SET PROBLEM -
Copy the lines below as they are; omit the images they contain.

WORKING DATA -
■ ■ ■ ■
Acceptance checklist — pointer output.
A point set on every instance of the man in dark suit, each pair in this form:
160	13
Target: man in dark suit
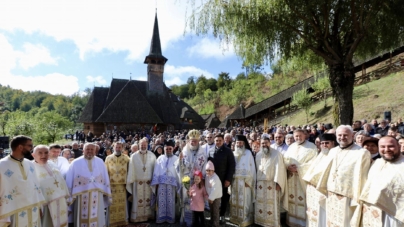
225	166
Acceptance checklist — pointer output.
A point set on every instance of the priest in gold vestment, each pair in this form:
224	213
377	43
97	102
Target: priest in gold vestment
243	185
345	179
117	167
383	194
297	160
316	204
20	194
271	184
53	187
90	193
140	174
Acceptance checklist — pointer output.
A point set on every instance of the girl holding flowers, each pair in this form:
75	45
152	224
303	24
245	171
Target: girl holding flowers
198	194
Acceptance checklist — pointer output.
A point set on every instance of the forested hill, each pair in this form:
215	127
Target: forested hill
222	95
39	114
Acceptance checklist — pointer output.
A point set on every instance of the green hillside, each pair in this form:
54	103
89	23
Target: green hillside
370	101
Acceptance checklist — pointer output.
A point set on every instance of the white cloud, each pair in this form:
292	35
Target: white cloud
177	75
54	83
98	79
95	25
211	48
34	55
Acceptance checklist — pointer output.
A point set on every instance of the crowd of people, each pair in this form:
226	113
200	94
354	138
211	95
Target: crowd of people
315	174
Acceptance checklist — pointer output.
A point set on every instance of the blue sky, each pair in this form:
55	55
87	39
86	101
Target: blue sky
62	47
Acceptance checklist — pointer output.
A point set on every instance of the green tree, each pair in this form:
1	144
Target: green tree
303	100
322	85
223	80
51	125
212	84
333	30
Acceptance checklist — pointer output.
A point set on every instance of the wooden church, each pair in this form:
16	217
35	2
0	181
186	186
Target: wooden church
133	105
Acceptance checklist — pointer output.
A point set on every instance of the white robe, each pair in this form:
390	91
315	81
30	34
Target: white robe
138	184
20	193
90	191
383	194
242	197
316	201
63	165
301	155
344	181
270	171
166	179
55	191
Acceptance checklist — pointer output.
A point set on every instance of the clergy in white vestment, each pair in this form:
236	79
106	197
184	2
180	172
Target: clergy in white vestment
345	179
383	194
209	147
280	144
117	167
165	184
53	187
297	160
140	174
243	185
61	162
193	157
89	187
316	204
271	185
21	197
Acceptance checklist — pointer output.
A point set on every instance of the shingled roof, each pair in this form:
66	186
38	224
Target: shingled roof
■ ■ ■ ■
ANSWER FOR THE TASK -
Acceptance checklist — pointer output.
A point set on every instance of the man in dark suit, each pair in this form:
160	13
Target: man in dark suit
225	166
Acceptance checklist — pointer output.
A point set on every instance of the priest in gold vestment, each pair in this form:
224	213
377	43
97	102
Target: priest in gold vestment
243	185
345	179
117	167
383	194
297	160
316	204
20	194
271	184
53	187
90	193
140	174
Acceptance checklist — pointer output.
A point set on every instance of the girl holding flowers, each pair in this form:
75	45
152	224
303	24
245	171
Target: girl holding flowers
198	194
Acceptance checklist — pointer output.
A point set on every instance of the forested hill, each pair in this form:
215	127
Target: forested hill
222	95
39	114
Acceptance checklist — pointer output.
A point set on every instance of the green hillside, each pair in this form:
54	103
89	23
Target: green hillside
370	101
Acceptance checklist — pointer output.
A point set on every instance of the white cloud, each pair in this form:
292	35
Target: white cloud
177	75
54	83
98	79
95	25
211	48
34	55
Acceptance checklist — pointer output.
A point set on every instance of the crowd of people, each pair in this form:
226	113
200	94
354	138
211	95
Target: crowd of people
315	174
Acceptance checklist — pointer output.
A point set on every instance of the blue sky, each pair in this form:
55	55
87	39
86	101
Target: blue sky
62	47
Acceptance checklist — pointer output.
A point set on every instance of the green tree, each pair in this form:
1	144
Target: green tree
303	100
322	85
223	80
51	125
212	84
333	30
Acceptance checklist — pointer output.
A point set on every instance of the wooden church, each pair in this form:
16	217
35	2
0	181
186	186
Target: wooden church
133	105
Acceptance checklist — pointer output.
A point set on every instance of the white robe, each pair in this form:
390	91
315	81
30	34
Target: white robe
138	184
20	193
90	191
383	194
242	197
316	201
63	165
301	155
344	181
270	171
166	179
55	191
Acceptance checklist — pointer output.
A point set on every instance of the clergy in white vestment, each pair in this form:
236	79
106	197
184	2
180	172
Target: clergy in white vestment
345	179
383	194
209	147
280	144
117	167
165	184
53	187
297	160
140	174
243	185
61	162
193	157
89	187
316	204
271	185
21	197
Acceptance checklist — pointer output.
A point set on every instance of the shingled roof, each pair in this form:
66	186
38	224
Target: shingled roof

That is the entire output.